Parser-level representation of symbol declarations.

type p_command_aux =
  1. | P_require of bool * p_path list
  2. | P_require_as of p_path * p_ident
  3. | P_open of p_path list
  4. | P_symbol of p_symbol
  5. | P_rules of p_rule list
  6. | P_inductive of p_modifier list * p_params list * p_inductive list
  7. | P_builtin of string * p_qident
  8. | P_notation of p_qident * string Core.Sign.notation
  9. | P_unif_rule of p_rule
  10. | P_coercion of p_rule
  11. | P_query of p_query
  12. | P_opaque of p_qident

Parser-level representation of a single command.

type p_command = p_command_aux Common.Pos.loc

Parser-level representation of a single (located) command.

type ast = p_command Stream.t

Top level AST returned by the parser.

Equality functions on the syntactic expressions ignoring positions.

val eq_p_ident : p_ident Lplib.Base.eq
val eq_p_meta_ident : p_meta_ident Lplib.Base.eq
val eq_p_qident : p_qident Lplib.Base.eq
val eq_p_path : p_path Lplib.Base.eq
val eq_p_term : p_term Lplib.Base.eq
val eq_p_params : p_params Lplib.Base.eq
val eq_p_rule : p_rule Lplib.Base.eq
val eq_p_inductive : p_inductive Lplib.Base.eq
val eq_p_rw_patt : p_rw_patt Lplib.Base.eq
val eq_p_assertion : p_assertion Lplib.Base.eq
val eq_p_query : p_query Lplib.Base.eq
val eq_p_tactic : p_tactic Lplib.Base.eq
val eq_p_subproof : p_subproof Lplib.Base.eq
val eq_p_proofstep : p_proofstep Lplib.Base.eq
val eq_p_proof : p_proof Lplib.Base.eq
val eq_p_sym_prf : (p_proof * p_proof_end) Lplib.Base.eq
val eq_p_symbol : p_symbol Lplib.Base.eq
val eq_p_command : p_command Lplib.Base.eq

eq_command c1 c2 tells whether c1 and c2 are the same commands. They are compared up to source code positions.

Dataset excerpts
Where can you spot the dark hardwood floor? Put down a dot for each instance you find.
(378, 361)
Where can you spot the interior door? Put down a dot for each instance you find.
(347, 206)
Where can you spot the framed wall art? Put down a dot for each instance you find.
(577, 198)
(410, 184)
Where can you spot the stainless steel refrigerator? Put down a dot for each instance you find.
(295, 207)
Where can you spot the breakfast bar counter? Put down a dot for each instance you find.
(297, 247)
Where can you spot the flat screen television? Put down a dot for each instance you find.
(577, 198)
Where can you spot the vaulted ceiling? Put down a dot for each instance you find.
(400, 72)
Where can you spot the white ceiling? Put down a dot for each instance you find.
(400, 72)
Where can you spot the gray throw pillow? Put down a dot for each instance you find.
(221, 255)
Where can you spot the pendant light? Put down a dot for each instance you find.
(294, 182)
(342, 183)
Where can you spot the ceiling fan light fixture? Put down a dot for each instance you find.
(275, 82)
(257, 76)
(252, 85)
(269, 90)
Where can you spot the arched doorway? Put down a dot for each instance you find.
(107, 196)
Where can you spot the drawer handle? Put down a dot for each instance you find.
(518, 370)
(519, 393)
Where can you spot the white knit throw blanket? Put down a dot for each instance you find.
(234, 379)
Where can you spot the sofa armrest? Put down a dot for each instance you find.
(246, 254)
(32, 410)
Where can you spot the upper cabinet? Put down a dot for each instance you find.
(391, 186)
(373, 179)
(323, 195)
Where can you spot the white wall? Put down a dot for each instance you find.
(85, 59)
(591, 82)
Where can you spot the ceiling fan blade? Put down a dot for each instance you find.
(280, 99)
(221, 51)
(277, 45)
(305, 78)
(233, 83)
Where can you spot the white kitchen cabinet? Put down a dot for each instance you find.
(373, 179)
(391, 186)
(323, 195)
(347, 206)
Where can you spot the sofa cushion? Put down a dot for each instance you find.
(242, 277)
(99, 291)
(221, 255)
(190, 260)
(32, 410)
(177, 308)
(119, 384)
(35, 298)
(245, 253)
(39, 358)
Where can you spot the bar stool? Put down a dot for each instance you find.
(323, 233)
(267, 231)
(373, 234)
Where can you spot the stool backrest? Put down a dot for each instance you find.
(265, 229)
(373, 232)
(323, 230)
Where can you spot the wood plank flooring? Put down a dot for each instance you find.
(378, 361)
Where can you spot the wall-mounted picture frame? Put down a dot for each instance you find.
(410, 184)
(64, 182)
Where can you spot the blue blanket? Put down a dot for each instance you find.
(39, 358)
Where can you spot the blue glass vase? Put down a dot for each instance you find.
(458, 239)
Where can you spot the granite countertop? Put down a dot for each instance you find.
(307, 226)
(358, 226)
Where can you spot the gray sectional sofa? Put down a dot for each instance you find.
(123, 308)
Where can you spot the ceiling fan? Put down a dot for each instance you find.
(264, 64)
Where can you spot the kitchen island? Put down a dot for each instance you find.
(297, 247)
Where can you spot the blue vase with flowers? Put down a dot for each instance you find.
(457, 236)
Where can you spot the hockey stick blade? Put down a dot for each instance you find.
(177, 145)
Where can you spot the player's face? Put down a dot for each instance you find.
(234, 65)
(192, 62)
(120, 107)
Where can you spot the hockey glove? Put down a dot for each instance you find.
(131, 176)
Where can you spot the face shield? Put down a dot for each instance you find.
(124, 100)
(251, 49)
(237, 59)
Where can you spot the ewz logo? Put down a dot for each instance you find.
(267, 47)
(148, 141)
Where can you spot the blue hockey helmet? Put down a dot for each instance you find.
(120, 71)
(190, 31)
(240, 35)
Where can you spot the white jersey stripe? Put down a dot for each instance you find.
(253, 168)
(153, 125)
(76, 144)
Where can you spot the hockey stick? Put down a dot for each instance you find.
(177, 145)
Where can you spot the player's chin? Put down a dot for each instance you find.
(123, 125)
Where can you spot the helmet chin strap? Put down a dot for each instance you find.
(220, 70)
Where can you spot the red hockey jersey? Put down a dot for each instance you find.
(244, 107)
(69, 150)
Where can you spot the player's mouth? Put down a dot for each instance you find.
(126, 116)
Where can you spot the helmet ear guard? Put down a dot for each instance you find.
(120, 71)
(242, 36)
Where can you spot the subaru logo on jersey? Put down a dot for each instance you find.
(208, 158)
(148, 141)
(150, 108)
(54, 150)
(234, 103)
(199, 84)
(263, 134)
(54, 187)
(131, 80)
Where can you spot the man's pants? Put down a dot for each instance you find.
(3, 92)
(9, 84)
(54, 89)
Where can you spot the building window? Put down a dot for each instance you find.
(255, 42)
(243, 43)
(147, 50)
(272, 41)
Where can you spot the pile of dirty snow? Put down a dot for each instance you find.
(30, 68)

Goal 1
Please repeat everything in the parser documentation from "type p_command = p_command_aux" down to "expressions ignoring positions.".
Goal 2
Write the next part of the parser documentation, starting after its last sentence.

Reply 1
type p_command = p_command_aux Common.Pos.loc

Parser-level representation of a single (located) command.

type ast = p_command Stream.t

Top level AST returned by the parser.

Equality functions on the syntactic expressions ignoring positions.

Reply 2
val fold_proof : ('a -> p_tactic -> int -> 'a) -> 'a -> p_proof -> 'a

fold_proof f acc p recursively builds a value of type 'a by starting from acc and by applying f to every tactic of p.

fold_idents f a ast allows to recursively build a value of type 'a starting from a and by applying f on each identifier occurring in ast corresponding to a function symbol: variables (term variables or assumption names) are excluded.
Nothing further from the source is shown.